What you have to do:
Please copy all of the material below word for word, leaving out the pictures.

Raw data:

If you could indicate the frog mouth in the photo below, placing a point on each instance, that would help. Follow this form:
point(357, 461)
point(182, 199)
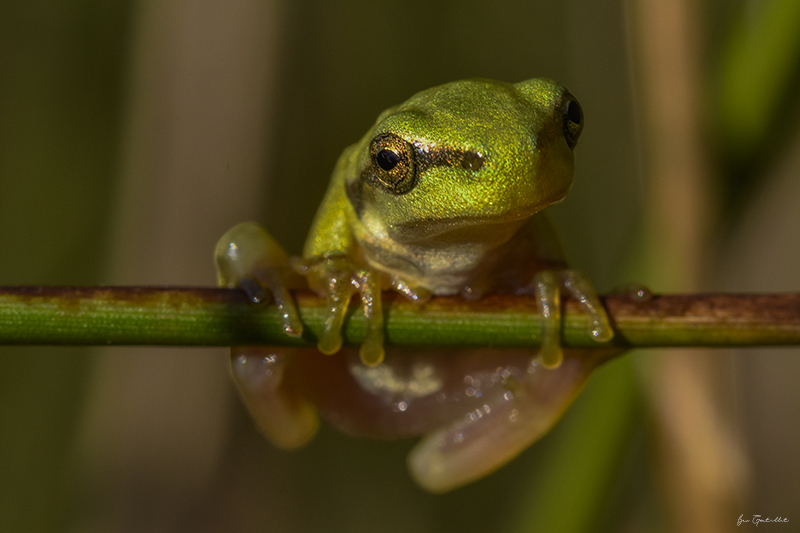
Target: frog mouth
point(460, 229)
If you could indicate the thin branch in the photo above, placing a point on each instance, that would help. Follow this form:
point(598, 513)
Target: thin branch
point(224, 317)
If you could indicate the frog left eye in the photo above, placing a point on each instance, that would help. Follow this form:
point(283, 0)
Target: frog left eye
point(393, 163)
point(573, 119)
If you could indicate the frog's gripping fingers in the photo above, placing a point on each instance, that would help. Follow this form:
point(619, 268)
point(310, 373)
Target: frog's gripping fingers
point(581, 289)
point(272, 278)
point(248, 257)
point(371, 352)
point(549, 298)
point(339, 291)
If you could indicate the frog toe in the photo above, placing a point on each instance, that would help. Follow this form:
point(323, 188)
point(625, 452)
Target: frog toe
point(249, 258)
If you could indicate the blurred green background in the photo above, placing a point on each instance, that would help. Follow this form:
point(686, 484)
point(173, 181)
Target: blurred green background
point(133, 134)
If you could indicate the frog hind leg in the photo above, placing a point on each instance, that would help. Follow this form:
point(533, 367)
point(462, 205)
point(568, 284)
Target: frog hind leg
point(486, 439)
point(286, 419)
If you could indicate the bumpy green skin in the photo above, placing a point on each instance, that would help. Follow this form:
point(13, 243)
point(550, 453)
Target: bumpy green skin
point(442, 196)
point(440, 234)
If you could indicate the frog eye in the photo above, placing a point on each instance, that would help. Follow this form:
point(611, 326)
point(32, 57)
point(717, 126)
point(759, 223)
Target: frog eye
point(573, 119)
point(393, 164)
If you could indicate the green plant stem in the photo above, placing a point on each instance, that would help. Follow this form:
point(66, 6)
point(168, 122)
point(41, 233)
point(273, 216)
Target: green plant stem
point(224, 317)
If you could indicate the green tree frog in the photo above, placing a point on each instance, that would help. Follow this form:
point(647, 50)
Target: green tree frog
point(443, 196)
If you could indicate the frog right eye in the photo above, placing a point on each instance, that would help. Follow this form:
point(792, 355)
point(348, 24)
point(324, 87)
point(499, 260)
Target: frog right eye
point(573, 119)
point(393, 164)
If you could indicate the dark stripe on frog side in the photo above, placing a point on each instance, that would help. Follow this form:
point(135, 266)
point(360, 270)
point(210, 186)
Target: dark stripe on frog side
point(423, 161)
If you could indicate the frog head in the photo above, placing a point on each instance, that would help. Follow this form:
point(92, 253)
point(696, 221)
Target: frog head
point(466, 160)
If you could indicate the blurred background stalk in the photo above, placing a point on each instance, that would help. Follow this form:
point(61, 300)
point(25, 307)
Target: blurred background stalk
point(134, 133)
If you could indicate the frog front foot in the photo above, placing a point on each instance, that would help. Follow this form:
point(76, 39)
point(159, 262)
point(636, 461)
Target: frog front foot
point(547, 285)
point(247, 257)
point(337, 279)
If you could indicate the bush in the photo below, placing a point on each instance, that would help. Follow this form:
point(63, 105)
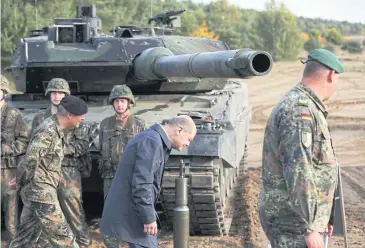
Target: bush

Answer to the task:
If you could indicate the frog mouth in the photo below, placing a point on each instance, that would help. Follow this form:
point(357, 461)
point(182, 199)
Target: frog mouth
point(460, 229)
If you could indicate the thin branch in the photo above, placing a point on each instance, that would help. Follow this form:
point(598, 513)
Target: thin branch
point(224, 317)
If you could indicate the frog left eye in the photo above, placing a point on each instance, that would help. Follow this form:
point(283, 0)
Target: frog left eye
point(393, 163)
point(573, 119)
If you could indicate the frog's gripping fingers in the photo above, placing a point on each instance, that would help. Follow this form:
point(619, 268)
point(310, 373)
Target: frog's gripping fingers
point(581, 289)
point(272, 278)
point(248, 257)
point(371, 352)
point(549, 298)
point(339, 291)
If you could indicate the frog toe in the photo above, placing a point on each instance, that would help. Follow this form:
point(323, 188)
point(625, 452)
Target: frog toe
point(249, 258)
If you could indicate the blurred green background in the photo above, placing a point on each instance, that would help. Follow this form:
point(686, 484)
point(173, 181)
Target: blurred green background
point(133, 134)
If you could indicate the frog hind leg in the photo above, placing a point on each instance, that would help. Follow this form:
point(533, 367)
point(462, 205)
point(568, 284)
Target: frog hind leg
point(486, 439)
point(286, 419)
If you could indicate the bumpy green skin in the photo above, placing a point on each instance, that would help. Follow this form:
point(13, 243)
point(550, 453)
Target: bumpy green skin
point(442, 196)
point(440, 234)
If you could indicate the frog eye in the photo above, placing a point on each instance, that would help. Follow this form:
point(611, 326)
point(32, 57)
point(717, 126)
point(759, 223)
Target: frog eye
point(573, 119)
point(393, 164)
If you could indicate the green plant stem in the photo above, placing a point on each instance, that would help. Follow this form:
point(66, 6)
point(168, 122)
point(41, 233)
point(273, 216)
Target: green plant stem
point(224, 317)
If you could indicate the green tree frog in the photo above, placing a point on each instance, that would help. Follow this form:
point(647, 50)
Target: green tree frog
point(443, 196)
If you could indicate the frog right eye in the photo above, placing a point on each instance, that would help. Follow this form:
point(792, 355)
point(348, 24)
point(324, 87)
point(499, 260)
Target: frog right eye
point(573, 119)
point(393, 164)
If you could indicate the dark stripe on frog side in the photo above, placing a point on each instance, that would help. Follow this form:
point(135, 266)
point(360, 270)
point(210, 186)
Target: dark stripe on frog side
point(423, 161)
If you could indicate the frog head in the photo above, placing a point on each instance, that would help. Follow this form:
point(92, 253)
point(696, 221)
Target: frog head
point(466, 160)
If you could indicate the blurred background stalk in the photo above, placing a point on each instance, that would help. Follow this form:
point(61, 300)
point(25, 307)
Target: blurred background stalk
point(134, 133)
If you could indicate the frog front foot in the photo above, placing a point on each instance, that would help. Follow this form:
point(76, 39)
point(159, 262)
point(636, 461)
Target: frog front foot
point(547, 285)
point(247, 257)
point(337, 279)
If you could indicate the bush in the photo below, placing a point on each instance, that would help. Follow this form:
point(63, 105)
Target: bush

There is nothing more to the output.